### WRITTEN INSTRUCTION
Please copy every one of the lines below word for word, keeping them in the same order.

### SUPPLIED DATA
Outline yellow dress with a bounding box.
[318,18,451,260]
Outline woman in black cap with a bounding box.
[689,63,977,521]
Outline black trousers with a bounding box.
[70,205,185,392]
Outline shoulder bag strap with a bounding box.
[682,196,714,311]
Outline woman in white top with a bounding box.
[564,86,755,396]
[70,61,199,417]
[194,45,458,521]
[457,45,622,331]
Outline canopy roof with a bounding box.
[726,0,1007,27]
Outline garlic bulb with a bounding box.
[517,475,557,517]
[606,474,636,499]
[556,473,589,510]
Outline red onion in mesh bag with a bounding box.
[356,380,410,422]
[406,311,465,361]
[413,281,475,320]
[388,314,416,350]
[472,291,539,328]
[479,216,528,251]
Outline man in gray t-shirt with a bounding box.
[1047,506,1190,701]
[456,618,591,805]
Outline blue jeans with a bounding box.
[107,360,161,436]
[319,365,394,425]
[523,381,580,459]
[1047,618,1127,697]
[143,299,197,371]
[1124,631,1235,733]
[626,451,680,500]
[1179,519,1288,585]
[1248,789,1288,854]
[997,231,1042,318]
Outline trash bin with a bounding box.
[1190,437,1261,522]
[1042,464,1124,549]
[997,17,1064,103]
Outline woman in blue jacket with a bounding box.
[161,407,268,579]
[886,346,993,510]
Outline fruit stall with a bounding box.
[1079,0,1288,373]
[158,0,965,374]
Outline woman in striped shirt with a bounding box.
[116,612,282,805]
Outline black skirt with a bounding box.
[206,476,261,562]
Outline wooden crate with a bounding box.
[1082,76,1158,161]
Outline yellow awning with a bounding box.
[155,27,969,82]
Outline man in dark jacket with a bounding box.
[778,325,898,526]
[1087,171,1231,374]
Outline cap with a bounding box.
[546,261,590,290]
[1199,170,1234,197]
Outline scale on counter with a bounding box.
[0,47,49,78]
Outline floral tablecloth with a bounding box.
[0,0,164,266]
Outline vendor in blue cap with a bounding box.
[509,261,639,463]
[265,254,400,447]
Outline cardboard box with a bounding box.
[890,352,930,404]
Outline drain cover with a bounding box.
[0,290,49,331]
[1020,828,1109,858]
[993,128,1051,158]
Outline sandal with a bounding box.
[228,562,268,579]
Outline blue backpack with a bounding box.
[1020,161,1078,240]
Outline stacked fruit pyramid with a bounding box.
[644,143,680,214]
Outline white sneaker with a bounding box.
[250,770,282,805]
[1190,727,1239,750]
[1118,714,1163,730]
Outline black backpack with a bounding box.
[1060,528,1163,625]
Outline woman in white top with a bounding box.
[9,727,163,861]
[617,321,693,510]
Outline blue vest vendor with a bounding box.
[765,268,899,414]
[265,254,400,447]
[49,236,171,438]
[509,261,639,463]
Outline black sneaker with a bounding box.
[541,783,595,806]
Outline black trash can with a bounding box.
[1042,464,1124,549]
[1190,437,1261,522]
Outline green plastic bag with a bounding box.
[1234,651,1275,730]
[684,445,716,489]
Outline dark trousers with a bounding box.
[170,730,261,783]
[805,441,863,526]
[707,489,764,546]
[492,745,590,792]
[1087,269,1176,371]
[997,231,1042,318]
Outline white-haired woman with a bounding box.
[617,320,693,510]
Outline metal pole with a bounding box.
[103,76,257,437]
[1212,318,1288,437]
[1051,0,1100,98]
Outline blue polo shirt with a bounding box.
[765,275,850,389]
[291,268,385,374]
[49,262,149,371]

### SOLUTION TO THE PROBLEM
Outline yellow dress with a bounding box.
[318,18,451,260]
Outline woman in black cap with a bounding box.
[689,63,977,521]
Outline black trousers with a bounding box.
[70,205,185,392]
Outline shoulder bag strap with a bounding box.
[682,196,714,311]
Outline woman in white top with a bounding box.
[564,86,755,396]
[70,61,199,417]
[194,45,458,521]
[457,45,622,331]
Outline canopy roof with a bounding box.
[726,0,1007,27]
Outline garlic bulb with a bounding box.
[517,475,557,517]
[606,474,636,499]
[556,473,589,510]
Outline red onion in mesh bag with a bounding box.
[356,380,410,422]
[406,311,465,361]
[413,281,475,320]
[388,314,416,350]
[472,291,539,328]
[479,216,528,251]
Outline man in gray t-shirt with a bounding box.
[1047,506,1190,701]
[456,618,591,805]
Outline blue jeans with a bounding box.
[107,360,161,436]
[319,365,394,425]
[523,381,580,459]
[1047,618,1127,697]
[143,299,197,371]
[1124,631,1235,733]
[626,451,680,500]
[1179,519,1288,585]
[1248,789,1288,854]
[997,231,1042,318]
Outline trash bin with a bounding box.
[1190,437,1261,522]
[1042,464,1124,549]
[997,17,1064,103]
Outline woman in blue jacket with a bounding box.
[161,407,268,579]
[886,346,993,510]
Outline fruit stall with a bounding box.
[1079,0,1288,373]
[158,0,965,374]
Outline woman in striped shirt with a bounding box.
[116,612,282,805]
Outline black skirt with a bounding box.
[206,476,261,562]
Outline wooden crate with a bounding box.
[1082,76,1158,161]
Outline yellow awning with a bounding box.
[155,27,969,82]
Outline man in dark jacket with a bounding box.
[778,325,898,526]
[1087,171,1231,374]
Outline cap with a bounding box.
[546,261,590,290]
[1199,170,1234,197]
Outline scale on counter with a bounding box.
[0,47,49,78]
Outline floral tablecloth with a bounding box.
[0,0,164,266]
Outline vendor in blue cap with a bounding box.
[509,261,639,463]
[265,254,400,447]
Outline cardboard box with a bounding box.
[890,352,930,404]
Outline drain cover with a bounding box.
[0,290,49,331]
[1020,828,1109,858]
[993,128,1051,158]
Outline sandal with a bounding box.
[228,562,268,579]
Outline blue backpack with a bounding box.
[1020,161,1078,240]
Outline stacked fruit pyramid with a bounding box.
[644,143,680,214]
Outline white sneaker with a bounding box.
[250,770,282,805]
[1190,727,1239,750]
[1118,714,1163,730]
Outline black backpack with a bounding box.
[1060,528,1163,625]
Outline woman in white top with a bounding box.
[9,727,163,861]
[617,321,693,510]
Outline blue vest vendor with a bounding box.
[765,268,899,414]
[265,254,400,447]
[49,236,171,438]
[509,261,639,463]
Outline black sneaker with a bounding box.
[541,783,595,806]
Outline black trash can with a bounding box.
[1042,464,1124,549]
[1190,437,1261,522]
Outline green plastic bag with a bounding box.
[1234,651,1275,730]
[684,445,716,489]
Outline dark trousers with a bounding box.
[170,730,261,783]
[805,441,863,526]
[707,489,764,546]
[492,745,590,792]
[1087,269,1176,371]
[997,231,1042,318]
Outline white-haired woman with a bounding box.
[617,320,693,510]
Outline metal pole with a bounding box.
[103,76,257,437]
[1212,318,1288,437]
[1051,0,1100,98]
Outline blue polo shirt with a bounding box.
[765,275,850,389]
[291,268,385,374]
[49,262,149,371]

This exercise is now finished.